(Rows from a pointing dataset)
[Begin]
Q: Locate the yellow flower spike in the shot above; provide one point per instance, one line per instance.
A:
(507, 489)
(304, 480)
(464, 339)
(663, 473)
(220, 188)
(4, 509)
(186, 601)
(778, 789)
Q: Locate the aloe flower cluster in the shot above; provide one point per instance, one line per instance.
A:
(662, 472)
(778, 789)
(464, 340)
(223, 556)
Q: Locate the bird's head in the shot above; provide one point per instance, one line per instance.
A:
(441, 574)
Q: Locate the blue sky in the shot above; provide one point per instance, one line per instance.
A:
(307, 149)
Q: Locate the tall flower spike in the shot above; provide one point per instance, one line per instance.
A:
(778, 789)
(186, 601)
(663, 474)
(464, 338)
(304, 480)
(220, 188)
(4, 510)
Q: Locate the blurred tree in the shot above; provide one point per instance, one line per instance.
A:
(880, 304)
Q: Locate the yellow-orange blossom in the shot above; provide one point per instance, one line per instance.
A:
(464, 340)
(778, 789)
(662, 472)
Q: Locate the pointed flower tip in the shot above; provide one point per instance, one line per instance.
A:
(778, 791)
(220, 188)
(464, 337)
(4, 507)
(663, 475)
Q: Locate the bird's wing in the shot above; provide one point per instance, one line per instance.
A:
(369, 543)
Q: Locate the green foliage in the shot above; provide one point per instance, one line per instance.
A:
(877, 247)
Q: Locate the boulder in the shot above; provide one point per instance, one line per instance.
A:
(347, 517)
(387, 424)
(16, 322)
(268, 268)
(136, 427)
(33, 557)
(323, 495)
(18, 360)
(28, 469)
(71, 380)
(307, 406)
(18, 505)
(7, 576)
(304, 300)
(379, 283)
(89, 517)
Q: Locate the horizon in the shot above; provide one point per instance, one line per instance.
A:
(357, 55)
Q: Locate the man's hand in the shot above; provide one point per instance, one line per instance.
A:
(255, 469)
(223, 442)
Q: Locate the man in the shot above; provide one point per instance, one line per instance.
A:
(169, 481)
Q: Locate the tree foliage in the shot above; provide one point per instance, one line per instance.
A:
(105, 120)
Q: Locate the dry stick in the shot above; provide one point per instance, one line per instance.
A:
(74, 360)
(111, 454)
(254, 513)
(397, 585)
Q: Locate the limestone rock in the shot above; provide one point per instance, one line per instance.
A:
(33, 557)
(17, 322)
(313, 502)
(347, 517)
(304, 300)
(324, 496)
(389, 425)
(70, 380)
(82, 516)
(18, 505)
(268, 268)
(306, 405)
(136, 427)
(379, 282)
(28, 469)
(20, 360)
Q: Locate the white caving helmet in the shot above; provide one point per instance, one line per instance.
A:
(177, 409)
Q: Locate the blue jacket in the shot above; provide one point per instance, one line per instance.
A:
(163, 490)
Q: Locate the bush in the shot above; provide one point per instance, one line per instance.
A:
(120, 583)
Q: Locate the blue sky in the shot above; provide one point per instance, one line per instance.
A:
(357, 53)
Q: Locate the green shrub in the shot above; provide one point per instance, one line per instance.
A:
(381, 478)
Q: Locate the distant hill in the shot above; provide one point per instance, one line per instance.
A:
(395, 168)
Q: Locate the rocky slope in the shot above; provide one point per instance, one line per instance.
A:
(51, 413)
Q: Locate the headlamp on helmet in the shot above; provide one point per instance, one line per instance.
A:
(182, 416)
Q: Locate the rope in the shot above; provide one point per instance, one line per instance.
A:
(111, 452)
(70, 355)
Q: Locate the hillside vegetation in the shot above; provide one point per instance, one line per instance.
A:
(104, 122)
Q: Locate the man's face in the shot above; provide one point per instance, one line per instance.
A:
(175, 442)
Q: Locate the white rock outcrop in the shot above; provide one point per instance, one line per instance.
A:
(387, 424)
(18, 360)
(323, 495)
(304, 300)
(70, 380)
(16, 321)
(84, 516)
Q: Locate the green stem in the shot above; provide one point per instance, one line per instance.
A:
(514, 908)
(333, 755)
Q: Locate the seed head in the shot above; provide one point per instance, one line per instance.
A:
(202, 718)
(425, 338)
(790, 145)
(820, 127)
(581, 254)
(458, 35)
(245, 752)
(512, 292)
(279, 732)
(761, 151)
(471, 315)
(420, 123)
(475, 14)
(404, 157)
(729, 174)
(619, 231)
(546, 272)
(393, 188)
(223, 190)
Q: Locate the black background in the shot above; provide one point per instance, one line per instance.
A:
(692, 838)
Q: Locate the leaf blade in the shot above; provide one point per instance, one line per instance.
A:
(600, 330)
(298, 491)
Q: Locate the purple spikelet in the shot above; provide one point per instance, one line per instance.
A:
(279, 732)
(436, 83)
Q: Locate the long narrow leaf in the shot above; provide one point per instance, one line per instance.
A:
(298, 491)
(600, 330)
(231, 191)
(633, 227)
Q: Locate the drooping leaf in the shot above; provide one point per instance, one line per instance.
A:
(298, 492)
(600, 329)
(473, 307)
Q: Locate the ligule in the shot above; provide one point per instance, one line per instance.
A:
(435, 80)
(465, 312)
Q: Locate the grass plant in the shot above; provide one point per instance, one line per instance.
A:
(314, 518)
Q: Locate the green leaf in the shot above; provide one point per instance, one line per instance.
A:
[End]
Quote every line of the data, word for word.

Q: Locate the yellow flower spike in the shot above; provide one point per instance, one line per instance.
A:
(507, 489)
(304, 480)
(464, 339)
(663, 473)
(220, 188)
(4, 509)
(186, 601)
(778, 789)
Q: Locate the aloe flower cluster in the shot above; provide one point per instance, one line per instance.
A:
(662, 472)
(778, 789)
(464, 340)
(223, 556)
Q: Locate the bird's head in the shot above; provide one point per instance, one line per instance.
A:
(441, 574)
Q: Locate the blue sky in the shot above; provide one point per instance, one line per instance.
A:
(307, 149)
Q: Locate the tall flower spike in the shot above; provide one point per instance, one line per instance.
A:
(778, 789)
(186, 601)
(663, 474)
(464, 338)
(304, 480)
(220, 188)
(4, 510)
Q: Locate the blurred tree in the shot above; provide one point per instance, one line per instance.
A:
(880, 304)
Q: Locate the yellow-orange blossom in the shot above; provide one point per instance, one line per instance.
A:
(464, 340)
(778, 789)
(662, 472)
Q: Locate the pointed flower tip in the shot above; provide one point per instance, one line per instance.
A:
(778, 791)
(220, 188)
(464, 337)
(4, 507)
(663, 475)
Q: Locate the bird's wing in the shot above; provide one point per instance, one line per instance.
A:
(369, 543)
Q: Locate the green foliage in the shot above; provide one point per instance, one line per instance.
A:
(877, 247)
Q: Locate the boulder in the shot above; provide one point per instance, one line per instance.
A:
(347, 517)
(387, 424)
(16, 322)
(268, 268)
(136, 427)
(33, 557)
(323, 495)
(18, 360)
(28, 469)
(71, 380)
(307, 406)
(18, 505)
(7, 576)
(304, 300)
(379, 283)
(89, 517)
Q: Locate the horizon in the shot above; provide one point per instance, one line per instance.
A:
(357, 55)
Q: Locate the man's hand in the shot above; provide one point per instance, one line per instance.
A:
(255, 469)
(223, 442)
Q: Locate the man in the shot above; provide one point per instance, one line per instance.
A:
(169, 481)
Q: Locate the tree foliage in the shot above; provide one point per instance, one line per instance.
A:
(105, 120)
Q: Locate the dry stick in the shot above; provide one point per instance, one line per instance.
A:
(74, 360)
(111, 454)
(254, 513)
(397, 585)
Q: Locate the limestone rock in the shot above; provide one point per instance, one line per instance.
A:
(33, 557)
(17, 322)
(313, 502)
(347, 517)
(304, 300)
(324, 496)
(389, 425)
(70, 380)
(82, 516)
(18, 505)
(268, 268)
(306, 405)
(136, 427)
(379, 282)
(28, 469)
(20, 360)
Q: Locate the white caving helmet in the shot above; provide one point per instance, one line per instance.
A:
(177, 409)
Q: Locate the blue jacket in the shot above; provide one point per instance, one line per instance.
A:
(163, 490)
Q: Locate the bush in the shot above; provide one point per instance, one line per instance.
A:
(120, 583)
Q: Locate the blue sky in the shot above; provide one point per instance, one line per instance.
A:
(357, 53)
Q: Locate the green shrub in the shot above; provide one point per instance, one line per instance.
A:
(381, 478)
Q: Locate the distant hill in the shot above; provide one point per instance, one line per instance.
A:
(395, 168)
Q: Locate the rocky slope in the shot above; provide one point per instance, one line per instance.
A:
(51, 413)
Q: Locate the headlamp on helmet in the shot above; provide one point per instance, one line per instance.
A:
(182, 416)
Q: Locate the rope in the shot above; provide one point per instance, one line per instance.
A:
(111, 452)
(70, 355)
Q: Locate the hillside vegetation in the shot above; provide one point per instance, one line per instance.
A:
(104, 122)
Q: Locate the man's face in the shot above; provide one point per instance, one line per instance.
A:
(175, 442)
Q: Locate the white rock outcrop in the shot above; provide one point per instance, one line per instance.
A:
(387, 424)
(18, 360)
(323, 495)
(304, 300)
(70, 380)
(16, 321)
(84, 516)
Q: Locate the green stem in the shot above; provide one point per instance, one line per instance.
A:
(514, 908)
(333, 755)
Q: Locate the seed head in the shot above; provide one point per instance, one line per instance.
A:
(202, 718)
(425, 338)
(790, 145)
(820, 127)
(581, 254)
(458, 35)
(245, 752)
(512, 292)
(279, 732)
(761, 151)
(471, 315)
(420, 123)
(475, 14)
(404, 157)
(729, 174)
(619, 231)
(546, 272)
(393, 188)
(223, 190)
Q: Locate the black background in the shot above; provide one point per instance, one line per instance.
A:
(692, 838)
Q: Locate the leaf blade in the shot above; provide one point per instance, one line per instance.
A:
(600, 330)
(298, 491)
Q: Locate the purple spikelet in the shot above; provide one point per instance, one line per instance.
A:
(279, 732)
(436, 83)
Q: Locate the long narrow leaf in the shot above; provide one point per instance, one line per instance.
A:
(298, 491)
(600, 330)
(231, 191)
(633, 227)
Q: Locate the drooping leaf in the shot above; provide one point per instance, one line per instance.
A:
(298, 492)
(600, 329)
(473, 307)
Q: Locate the ligule in the shot above; provide one point per instance, one line per instance.
A:
(435, 80)
(465, 312)
Q: Locate the grass plant in the shot above; provide one point per instance, one line per instance.
A:
(314, 518)
Q: Locate the green leaf in the shot above; provide one point per instance, one line per instance.
A:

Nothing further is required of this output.